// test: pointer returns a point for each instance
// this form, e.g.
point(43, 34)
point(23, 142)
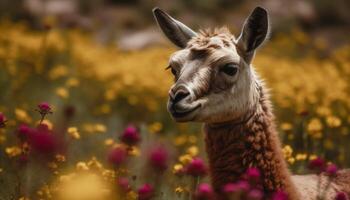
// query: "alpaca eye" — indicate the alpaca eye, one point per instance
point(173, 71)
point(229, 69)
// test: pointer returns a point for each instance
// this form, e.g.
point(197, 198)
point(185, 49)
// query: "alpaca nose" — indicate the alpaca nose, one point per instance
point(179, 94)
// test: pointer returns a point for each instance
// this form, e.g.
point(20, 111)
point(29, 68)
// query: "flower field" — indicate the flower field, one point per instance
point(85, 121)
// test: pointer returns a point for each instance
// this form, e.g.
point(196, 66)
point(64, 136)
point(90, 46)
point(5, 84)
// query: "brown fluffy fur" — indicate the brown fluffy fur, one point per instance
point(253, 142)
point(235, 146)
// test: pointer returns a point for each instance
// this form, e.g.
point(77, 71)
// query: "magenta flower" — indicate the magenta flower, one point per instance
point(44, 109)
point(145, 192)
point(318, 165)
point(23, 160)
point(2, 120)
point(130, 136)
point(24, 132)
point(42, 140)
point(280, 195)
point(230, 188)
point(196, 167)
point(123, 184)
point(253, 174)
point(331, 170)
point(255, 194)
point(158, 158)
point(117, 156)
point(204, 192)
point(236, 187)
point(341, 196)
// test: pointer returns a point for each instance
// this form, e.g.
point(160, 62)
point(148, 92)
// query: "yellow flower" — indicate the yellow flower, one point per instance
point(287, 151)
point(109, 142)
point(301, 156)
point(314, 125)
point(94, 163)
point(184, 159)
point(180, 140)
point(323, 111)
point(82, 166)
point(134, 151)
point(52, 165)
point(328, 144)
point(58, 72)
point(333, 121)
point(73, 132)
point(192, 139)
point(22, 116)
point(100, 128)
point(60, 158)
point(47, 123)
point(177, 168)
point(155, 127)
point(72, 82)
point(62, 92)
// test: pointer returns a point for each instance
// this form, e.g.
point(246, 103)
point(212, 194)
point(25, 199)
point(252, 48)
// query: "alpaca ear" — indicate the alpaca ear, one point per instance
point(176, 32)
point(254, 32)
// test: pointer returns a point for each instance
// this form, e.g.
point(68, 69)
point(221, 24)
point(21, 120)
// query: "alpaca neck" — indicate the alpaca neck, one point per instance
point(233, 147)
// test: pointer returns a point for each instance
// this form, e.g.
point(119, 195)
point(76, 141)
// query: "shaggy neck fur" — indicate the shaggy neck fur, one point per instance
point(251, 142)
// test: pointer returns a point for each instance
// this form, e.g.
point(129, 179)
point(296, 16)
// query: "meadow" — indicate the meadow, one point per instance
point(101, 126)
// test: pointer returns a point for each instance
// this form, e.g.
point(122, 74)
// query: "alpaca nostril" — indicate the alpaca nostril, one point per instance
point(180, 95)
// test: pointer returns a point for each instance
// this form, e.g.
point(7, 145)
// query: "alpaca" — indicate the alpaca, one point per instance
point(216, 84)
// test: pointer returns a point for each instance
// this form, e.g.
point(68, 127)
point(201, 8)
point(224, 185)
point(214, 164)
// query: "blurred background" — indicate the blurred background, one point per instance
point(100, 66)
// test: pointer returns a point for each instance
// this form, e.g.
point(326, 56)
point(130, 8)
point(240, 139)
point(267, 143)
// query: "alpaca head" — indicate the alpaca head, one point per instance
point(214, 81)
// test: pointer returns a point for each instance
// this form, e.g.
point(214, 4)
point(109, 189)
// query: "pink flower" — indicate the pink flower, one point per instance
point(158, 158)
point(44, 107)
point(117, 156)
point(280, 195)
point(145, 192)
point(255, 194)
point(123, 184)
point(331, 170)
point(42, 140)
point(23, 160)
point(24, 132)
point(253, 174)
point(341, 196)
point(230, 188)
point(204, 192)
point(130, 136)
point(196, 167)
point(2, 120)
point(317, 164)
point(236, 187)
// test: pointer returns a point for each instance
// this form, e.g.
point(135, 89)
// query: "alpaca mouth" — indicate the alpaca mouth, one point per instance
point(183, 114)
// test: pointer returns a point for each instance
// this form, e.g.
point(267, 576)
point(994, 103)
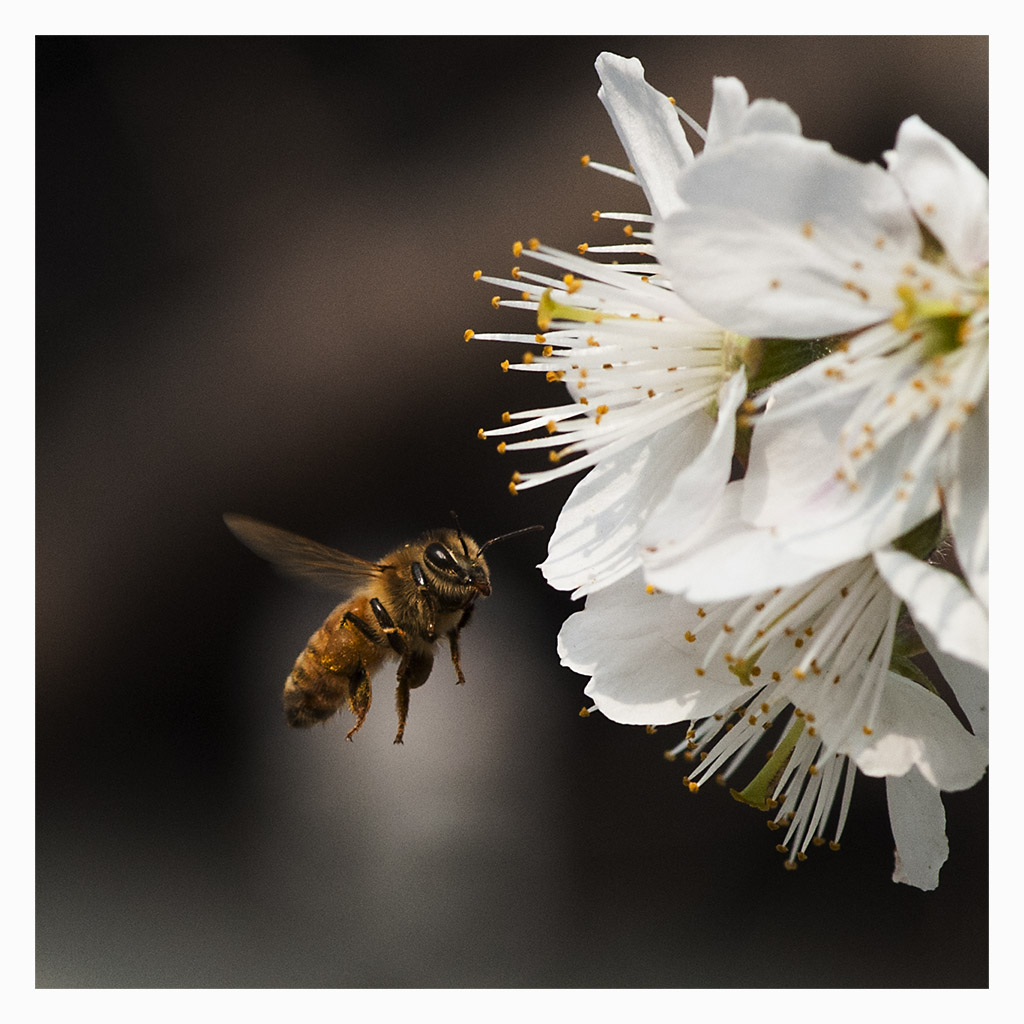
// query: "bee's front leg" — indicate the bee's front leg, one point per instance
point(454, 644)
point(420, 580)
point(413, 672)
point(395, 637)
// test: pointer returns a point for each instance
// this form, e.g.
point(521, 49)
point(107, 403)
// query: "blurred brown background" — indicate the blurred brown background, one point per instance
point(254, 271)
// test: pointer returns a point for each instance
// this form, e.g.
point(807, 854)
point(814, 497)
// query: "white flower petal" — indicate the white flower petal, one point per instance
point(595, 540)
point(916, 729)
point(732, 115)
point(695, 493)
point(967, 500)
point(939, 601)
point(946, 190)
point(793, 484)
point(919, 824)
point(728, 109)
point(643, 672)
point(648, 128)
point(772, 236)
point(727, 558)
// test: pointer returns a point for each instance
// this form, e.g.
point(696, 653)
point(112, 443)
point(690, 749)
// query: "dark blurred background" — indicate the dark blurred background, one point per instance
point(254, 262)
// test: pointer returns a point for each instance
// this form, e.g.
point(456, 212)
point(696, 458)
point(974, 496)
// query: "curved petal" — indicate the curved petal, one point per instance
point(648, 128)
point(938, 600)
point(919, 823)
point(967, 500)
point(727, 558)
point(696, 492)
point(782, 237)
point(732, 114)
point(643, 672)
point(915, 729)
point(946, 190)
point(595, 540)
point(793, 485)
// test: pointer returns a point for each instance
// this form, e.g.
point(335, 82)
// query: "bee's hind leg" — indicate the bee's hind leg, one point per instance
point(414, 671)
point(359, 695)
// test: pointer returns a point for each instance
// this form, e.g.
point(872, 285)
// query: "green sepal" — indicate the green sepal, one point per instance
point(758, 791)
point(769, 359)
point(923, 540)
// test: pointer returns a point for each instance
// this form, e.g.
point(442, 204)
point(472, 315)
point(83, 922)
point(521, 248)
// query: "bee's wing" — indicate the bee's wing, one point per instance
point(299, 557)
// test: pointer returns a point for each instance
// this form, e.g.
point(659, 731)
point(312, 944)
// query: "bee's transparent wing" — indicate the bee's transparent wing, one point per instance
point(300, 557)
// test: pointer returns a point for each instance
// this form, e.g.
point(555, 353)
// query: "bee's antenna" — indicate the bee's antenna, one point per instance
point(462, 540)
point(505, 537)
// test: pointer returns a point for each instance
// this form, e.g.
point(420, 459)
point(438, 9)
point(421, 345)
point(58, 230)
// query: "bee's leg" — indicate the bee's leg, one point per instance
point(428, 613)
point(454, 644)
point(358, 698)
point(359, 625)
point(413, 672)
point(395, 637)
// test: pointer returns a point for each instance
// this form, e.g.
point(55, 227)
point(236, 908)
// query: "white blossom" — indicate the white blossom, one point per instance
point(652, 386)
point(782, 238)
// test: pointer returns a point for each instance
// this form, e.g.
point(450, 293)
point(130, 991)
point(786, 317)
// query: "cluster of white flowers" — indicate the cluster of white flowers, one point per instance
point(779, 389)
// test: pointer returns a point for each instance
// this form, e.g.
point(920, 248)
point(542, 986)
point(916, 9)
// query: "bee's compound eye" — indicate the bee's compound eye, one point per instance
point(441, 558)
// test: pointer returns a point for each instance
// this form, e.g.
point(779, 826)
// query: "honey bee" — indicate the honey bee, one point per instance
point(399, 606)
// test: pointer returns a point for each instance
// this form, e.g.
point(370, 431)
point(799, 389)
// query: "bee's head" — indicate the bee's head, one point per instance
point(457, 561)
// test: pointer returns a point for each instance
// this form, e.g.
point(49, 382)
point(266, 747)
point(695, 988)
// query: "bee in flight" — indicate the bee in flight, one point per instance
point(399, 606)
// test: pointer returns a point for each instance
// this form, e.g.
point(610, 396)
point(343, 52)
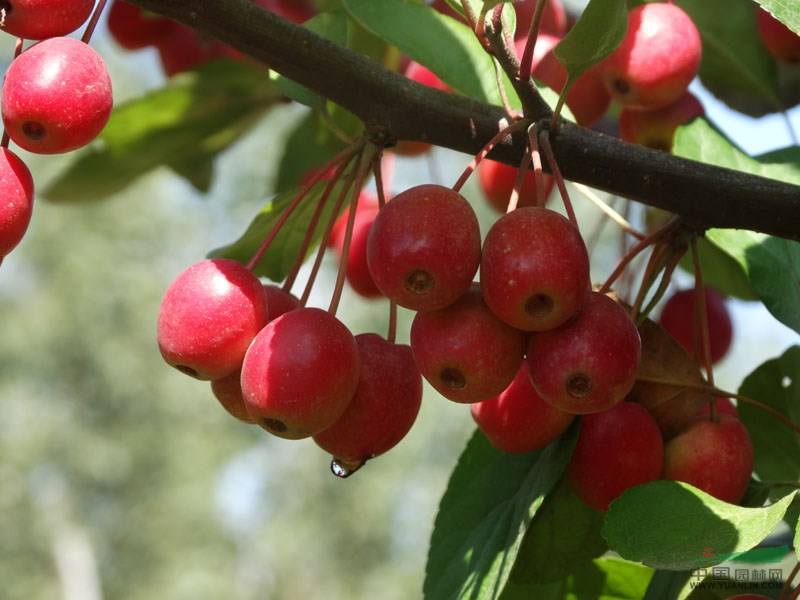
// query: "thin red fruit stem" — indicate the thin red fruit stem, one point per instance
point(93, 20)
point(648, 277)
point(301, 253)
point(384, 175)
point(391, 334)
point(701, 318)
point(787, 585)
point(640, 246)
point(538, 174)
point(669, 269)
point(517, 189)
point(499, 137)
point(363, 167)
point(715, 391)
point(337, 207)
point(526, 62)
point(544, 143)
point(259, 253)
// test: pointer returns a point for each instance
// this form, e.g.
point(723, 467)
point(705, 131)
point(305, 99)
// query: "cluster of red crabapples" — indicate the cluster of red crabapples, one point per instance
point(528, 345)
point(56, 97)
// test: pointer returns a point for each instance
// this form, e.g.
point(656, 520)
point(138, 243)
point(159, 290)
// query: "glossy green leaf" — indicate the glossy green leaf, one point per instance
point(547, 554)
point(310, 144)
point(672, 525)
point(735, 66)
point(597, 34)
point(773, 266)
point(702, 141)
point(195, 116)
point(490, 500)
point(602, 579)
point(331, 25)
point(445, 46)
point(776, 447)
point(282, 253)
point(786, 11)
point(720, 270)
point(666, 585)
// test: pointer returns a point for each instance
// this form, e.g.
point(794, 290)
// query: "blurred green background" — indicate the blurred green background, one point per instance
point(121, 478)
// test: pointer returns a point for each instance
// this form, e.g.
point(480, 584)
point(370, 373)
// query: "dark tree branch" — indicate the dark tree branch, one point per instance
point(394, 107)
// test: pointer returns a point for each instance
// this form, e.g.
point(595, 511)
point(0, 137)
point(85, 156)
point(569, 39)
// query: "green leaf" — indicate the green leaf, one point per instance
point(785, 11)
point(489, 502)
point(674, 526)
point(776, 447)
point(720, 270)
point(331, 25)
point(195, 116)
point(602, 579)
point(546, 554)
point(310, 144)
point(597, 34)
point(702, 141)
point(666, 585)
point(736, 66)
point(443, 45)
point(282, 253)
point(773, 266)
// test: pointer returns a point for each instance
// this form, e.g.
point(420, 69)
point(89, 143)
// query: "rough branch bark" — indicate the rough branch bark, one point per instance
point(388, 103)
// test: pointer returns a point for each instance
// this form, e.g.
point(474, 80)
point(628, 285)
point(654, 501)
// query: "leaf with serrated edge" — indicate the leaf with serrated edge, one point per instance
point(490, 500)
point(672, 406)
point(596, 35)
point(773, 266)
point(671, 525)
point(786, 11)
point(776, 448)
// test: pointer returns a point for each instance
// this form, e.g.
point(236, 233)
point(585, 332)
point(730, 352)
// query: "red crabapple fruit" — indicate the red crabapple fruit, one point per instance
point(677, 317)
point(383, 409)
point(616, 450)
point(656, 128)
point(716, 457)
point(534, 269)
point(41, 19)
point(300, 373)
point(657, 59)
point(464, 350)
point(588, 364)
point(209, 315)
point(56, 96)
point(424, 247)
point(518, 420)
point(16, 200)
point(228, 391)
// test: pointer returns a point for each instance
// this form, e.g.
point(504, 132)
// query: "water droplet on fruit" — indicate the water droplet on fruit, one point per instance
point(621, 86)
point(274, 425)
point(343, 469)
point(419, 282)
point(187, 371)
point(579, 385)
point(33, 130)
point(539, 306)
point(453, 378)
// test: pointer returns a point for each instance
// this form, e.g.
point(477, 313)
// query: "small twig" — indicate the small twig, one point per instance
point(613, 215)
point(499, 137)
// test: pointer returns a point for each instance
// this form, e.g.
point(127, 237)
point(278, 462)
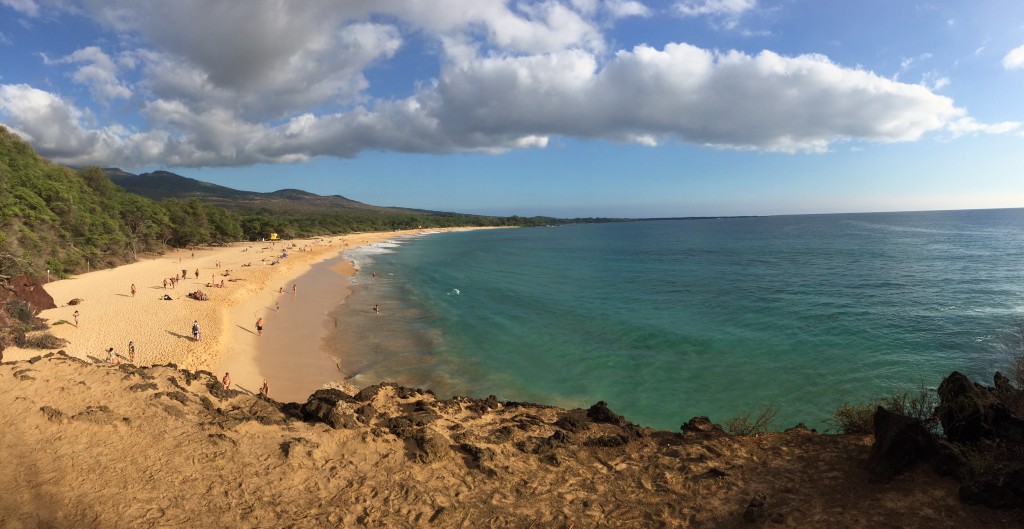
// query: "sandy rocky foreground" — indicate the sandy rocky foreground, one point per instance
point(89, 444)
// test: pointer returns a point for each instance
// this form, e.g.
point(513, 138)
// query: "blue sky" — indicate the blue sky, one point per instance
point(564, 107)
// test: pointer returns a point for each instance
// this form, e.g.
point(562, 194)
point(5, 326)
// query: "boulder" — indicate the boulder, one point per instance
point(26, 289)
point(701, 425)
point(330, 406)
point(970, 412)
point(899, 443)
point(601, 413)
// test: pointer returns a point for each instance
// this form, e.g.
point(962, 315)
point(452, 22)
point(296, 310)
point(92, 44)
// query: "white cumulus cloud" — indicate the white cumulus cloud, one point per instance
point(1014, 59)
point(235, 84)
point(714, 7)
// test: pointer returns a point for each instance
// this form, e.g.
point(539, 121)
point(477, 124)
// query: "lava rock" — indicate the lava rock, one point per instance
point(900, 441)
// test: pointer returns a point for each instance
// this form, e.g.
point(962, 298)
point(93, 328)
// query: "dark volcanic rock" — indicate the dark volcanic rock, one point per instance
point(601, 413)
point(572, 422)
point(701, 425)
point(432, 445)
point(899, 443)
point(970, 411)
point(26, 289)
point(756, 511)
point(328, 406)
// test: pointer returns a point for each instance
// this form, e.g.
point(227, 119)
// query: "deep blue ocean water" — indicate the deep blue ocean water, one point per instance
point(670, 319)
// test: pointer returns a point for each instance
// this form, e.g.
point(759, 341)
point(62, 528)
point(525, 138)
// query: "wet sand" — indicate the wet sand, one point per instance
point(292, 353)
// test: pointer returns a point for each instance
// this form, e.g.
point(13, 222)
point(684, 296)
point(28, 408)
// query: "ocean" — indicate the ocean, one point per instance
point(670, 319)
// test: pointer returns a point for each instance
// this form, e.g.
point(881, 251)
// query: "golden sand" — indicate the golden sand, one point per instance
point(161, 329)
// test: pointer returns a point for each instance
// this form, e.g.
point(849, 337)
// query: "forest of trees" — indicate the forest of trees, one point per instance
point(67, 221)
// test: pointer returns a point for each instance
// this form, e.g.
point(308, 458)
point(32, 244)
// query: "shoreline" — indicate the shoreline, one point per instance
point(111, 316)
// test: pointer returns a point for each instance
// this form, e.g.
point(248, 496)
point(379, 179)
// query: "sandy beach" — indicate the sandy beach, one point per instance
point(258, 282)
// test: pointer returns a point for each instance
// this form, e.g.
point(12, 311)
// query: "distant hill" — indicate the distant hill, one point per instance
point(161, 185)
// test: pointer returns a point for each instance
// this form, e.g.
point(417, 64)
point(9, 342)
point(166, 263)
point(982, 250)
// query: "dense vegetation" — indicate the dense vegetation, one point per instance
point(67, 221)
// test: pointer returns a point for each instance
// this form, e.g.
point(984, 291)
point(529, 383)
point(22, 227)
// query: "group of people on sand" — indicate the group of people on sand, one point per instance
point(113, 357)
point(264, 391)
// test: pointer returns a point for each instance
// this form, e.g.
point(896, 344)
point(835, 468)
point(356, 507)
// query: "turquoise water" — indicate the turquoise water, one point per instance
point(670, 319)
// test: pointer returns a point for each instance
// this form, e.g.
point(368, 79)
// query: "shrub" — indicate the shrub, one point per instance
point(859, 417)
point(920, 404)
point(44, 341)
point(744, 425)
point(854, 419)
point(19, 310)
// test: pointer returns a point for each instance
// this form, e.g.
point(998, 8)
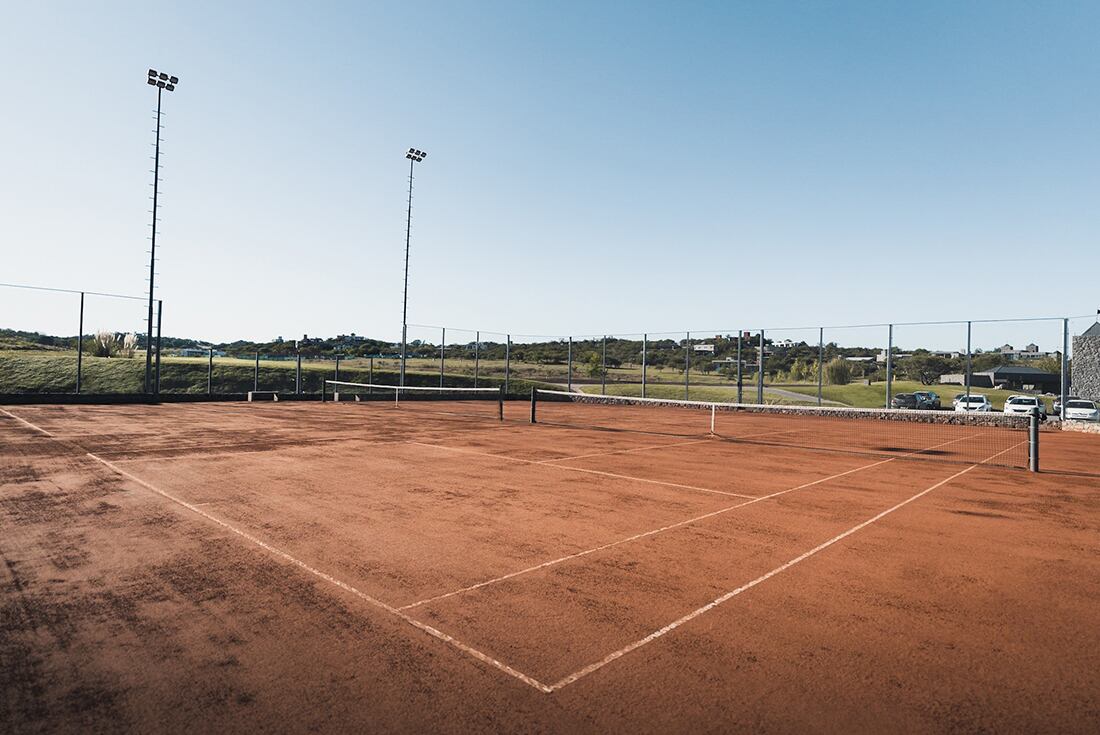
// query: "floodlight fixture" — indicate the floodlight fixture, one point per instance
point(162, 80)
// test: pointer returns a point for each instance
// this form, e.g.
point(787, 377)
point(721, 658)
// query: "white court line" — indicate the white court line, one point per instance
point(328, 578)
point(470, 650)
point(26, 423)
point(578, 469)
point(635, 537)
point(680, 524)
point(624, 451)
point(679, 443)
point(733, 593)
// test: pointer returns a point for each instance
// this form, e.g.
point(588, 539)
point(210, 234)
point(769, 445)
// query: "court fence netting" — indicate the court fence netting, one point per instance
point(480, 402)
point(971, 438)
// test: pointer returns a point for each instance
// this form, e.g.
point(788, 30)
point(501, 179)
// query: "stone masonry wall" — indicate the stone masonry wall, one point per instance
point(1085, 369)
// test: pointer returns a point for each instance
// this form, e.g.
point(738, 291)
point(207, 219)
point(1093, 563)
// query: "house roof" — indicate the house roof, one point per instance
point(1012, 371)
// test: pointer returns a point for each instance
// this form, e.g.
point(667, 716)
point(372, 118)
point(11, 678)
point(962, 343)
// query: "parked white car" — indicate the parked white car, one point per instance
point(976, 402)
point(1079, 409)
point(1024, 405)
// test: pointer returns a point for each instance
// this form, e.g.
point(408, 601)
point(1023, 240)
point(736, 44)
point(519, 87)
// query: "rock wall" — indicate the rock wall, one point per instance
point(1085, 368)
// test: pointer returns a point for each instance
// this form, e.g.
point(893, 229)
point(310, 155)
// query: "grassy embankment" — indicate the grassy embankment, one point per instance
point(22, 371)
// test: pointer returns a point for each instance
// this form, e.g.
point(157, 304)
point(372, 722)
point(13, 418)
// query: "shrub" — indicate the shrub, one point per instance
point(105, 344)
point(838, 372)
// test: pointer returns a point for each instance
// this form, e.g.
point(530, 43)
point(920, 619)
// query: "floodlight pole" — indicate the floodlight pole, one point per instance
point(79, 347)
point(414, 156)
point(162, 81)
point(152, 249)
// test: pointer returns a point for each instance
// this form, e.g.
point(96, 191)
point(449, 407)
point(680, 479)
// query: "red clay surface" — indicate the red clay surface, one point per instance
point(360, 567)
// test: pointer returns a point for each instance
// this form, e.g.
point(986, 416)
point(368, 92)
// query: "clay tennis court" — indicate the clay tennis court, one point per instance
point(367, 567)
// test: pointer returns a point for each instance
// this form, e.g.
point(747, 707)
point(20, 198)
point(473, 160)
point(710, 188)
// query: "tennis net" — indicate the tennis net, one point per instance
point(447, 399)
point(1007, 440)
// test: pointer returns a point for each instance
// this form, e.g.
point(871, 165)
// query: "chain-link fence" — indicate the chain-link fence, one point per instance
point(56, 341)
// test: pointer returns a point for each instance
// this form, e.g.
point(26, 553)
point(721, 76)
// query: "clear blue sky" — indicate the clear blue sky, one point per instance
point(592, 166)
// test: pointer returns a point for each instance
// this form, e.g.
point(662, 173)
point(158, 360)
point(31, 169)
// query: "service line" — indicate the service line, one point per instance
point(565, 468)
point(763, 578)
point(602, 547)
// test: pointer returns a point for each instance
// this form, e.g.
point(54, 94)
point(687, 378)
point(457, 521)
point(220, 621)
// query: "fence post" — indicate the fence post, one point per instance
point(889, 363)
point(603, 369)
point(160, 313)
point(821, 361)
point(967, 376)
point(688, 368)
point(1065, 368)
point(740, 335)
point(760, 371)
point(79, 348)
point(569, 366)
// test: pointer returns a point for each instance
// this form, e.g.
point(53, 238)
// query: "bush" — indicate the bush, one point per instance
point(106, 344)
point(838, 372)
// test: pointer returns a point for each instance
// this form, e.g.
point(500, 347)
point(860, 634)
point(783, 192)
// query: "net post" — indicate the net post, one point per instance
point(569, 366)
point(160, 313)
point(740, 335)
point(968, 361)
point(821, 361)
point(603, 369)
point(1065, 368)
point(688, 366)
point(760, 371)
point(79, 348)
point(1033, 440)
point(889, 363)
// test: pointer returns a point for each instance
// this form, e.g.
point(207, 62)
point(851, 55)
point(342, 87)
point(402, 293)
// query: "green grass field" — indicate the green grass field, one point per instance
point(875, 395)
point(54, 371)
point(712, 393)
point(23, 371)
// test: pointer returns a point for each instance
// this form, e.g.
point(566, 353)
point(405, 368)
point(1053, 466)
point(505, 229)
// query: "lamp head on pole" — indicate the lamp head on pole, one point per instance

Work to do —
Report how many lines in the items above contain the string "water", treating uppercase and lowercase as different. Give only the number.

Solved problem —
3